### Supplied material
------------------------------
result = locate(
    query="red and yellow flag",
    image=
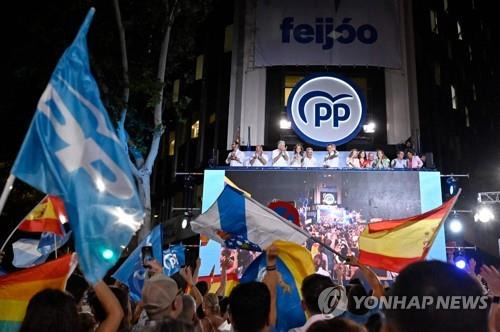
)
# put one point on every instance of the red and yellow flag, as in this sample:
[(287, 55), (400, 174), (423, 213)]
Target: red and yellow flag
[(393, 244), (46, 217), (17, 288)]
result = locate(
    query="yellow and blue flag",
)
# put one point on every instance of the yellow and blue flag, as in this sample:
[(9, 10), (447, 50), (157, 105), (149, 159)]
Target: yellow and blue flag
[(71, 151), (294, 263)]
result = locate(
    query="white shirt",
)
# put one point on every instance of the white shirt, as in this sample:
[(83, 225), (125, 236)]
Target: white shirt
[(397, 163), (313, 319), (281, 162), (331, 163), (257, 162), (240, 155), (310, 162)]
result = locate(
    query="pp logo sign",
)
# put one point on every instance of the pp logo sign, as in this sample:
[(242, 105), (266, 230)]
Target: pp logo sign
[(326, 109)]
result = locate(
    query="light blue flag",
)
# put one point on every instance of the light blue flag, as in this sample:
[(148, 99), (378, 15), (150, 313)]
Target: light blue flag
[(131, 272), (173, 258), (50, 242), (71, 151)]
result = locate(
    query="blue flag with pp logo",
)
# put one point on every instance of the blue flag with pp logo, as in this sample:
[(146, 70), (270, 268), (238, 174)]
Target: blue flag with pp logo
[(173, 258), (131, 272), (71, 151)]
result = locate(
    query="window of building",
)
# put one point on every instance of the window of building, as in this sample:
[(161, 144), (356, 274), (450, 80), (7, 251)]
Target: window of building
[(195, 129), (211, 119), (290, 81), (453, 97), (228, 39), (199, 67), (434, 22), (175, 91), (437, 73), (171, 143)]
------------------------------
### Exercise brief
Copy the records above exactly, omitting every picture.

### Full output
result = locate(
    query="red and yellow flag",
    image=
)
# put one point on every instance of the red and yellow flag, as in this sample:
[(287, 55), (400, 174), (423, 213)]
Target: red and yellow flag
[(393, 244), (46, 217), (17, 288)]
result = locate(
    query="yellow and blue flag",
)
# put one point on every instance of the yellow and blue flag, as in this sample:
[(9, 10), (447, 50), (157, 105), (149, 159)]
Target: yellow and blue flag
[(71, 151), (294, 263)]
result = locate(
    query="white shirt",
)
# put one point on every instance of the white shirt, as in this sample:
[(83, 225), (125, 236)]
Target: white shirt
[(397, 163), (313, 319), (281, 162), (331, 163), (257, 162), (240, 155), (310, 162)]
result = locate(
    query="pp logo sign",
)
# put one point on every instance of the pp logo sign, as in this sample:
[(242, 105), (266, 230)]
Target: pp logo sign
[(326, 109)]
result = locate(
    query="light blue flag",
)
# put one point on every instance of the light blue flag, as in this sample:
[(148, 99), (378, 15), (150, 313)]
Target: light blue flag
[(131, 272), (173, 258), (50, 242), (71, 151)]
result = locate(
    query="blue flag with pp logo",
)
# put one point on every instance of the blue flag with pp logo, as in this sample:
[(146, 70), (270, 268), (238, 174)]
Target: blue flag with pp logo
[(173, 258), (131, 272), (71, 151)]
result = locate(
    query="window of building",
)
# put one point on every instance of the window of building, as in this sample:
[(161, 144), (356, 274), (450, 80), (7, 251)]
Target: window of building
[(195, 129), (211, 119), (290, 81), (453, 97), (228, 39), (199, 67), (434, 22), (175, 91), (437, 73), (171, 143)]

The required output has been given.